**WHAT IS NEEDED:** Write out these lines word for word, from the very first one through the line that contains "27L134 45L143 35L142", including that line.

**RAW RECORDS:**

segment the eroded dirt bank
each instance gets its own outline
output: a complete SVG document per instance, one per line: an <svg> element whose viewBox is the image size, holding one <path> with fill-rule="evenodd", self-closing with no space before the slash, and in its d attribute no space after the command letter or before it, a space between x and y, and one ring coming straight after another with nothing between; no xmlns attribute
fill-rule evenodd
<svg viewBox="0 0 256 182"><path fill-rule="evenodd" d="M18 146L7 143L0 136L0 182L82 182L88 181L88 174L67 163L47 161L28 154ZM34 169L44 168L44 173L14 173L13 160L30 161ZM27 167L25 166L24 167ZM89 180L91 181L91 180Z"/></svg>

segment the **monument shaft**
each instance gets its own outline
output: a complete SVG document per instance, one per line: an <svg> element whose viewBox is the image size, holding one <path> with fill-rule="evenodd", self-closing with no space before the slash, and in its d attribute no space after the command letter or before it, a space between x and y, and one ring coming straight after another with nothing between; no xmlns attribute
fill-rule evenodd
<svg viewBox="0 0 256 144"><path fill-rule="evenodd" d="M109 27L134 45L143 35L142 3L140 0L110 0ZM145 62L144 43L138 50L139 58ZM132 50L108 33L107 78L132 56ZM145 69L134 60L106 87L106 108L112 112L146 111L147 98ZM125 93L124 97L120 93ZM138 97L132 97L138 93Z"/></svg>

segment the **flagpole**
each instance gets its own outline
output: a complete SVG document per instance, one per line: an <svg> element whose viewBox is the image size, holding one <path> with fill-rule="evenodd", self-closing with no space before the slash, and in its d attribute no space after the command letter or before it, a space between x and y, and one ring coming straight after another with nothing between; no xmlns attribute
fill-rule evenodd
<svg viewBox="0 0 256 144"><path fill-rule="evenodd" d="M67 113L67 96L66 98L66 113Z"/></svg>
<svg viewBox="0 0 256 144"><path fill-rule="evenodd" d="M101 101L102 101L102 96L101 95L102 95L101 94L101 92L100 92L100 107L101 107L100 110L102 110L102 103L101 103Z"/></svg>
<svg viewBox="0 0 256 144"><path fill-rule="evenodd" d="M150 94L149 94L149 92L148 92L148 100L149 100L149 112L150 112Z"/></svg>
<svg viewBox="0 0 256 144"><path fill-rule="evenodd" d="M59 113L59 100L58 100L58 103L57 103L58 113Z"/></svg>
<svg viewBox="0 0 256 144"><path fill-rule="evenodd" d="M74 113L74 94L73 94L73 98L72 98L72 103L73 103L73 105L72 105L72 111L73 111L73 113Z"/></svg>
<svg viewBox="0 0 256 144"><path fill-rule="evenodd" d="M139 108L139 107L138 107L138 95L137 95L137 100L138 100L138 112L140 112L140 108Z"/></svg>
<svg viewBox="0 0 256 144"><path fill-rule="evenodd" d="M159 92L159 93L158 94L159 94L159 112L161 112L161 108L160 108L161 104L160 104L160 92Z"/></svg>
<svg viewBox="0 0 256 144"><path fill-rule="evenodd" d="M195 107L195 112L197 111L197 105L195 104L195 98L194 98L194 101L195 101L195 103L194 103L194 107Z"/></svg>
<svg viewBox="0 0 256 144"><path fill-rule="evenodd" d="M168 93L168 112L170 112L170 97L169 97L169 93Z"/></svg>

**RIGHT ANSWER:**
segment the eroded dirt bank
each instance gets its own outline
output: a complete SVG document per instance, one per line: an <svg> element whose viewBox is the image size, holding one <path> with fill-rule="evenodd", self-closing with no space before the slash, and in its d attribute no space after the command letter or before it, a space between x and y, and one ring coming straight after another with nothing between; no xmlns attribute
fill-rule evenodd
<svg viewBox="0 0 256 182"><path fill-rule="evenodd" d="M18 146L7 143L0 136L0 182L82 182L88 181L88 174L67 163L47 161L28 154ZM34 169L44 168L44 173L14 173L13 160L30 161ZM27 167L25 166L24 167ZM89 180L91 181L91 180Z"/></svg>

segment the **monument shaft**
each instance gets its own outline
output: a complete SVG document per instance, one per line: an <svg> element whose viewBox is the image size, holding one <path> with fill-rule="evenodd", self-closing with no space before the slash, and in its d attribute no space after the command letter or before it, a space between x and y, and one ring coming straight after another with nothing between; no xmlns attribute
fill-rule evenodd
<svg viewBox="0 0 256 144"><path fill-rule="evenodd" d="M109 27L134 45L143 35L142 3L140 0L110 0ZM145 62L144 43L138 50L139 58ZM132 50L108 33L107 78L132 56ZM145 69L134 60L106 87L106 108L112 112L146 111L147 98ZM125 93L124 97L120 93ZM138 97L132 97L138 93Z"/></svg>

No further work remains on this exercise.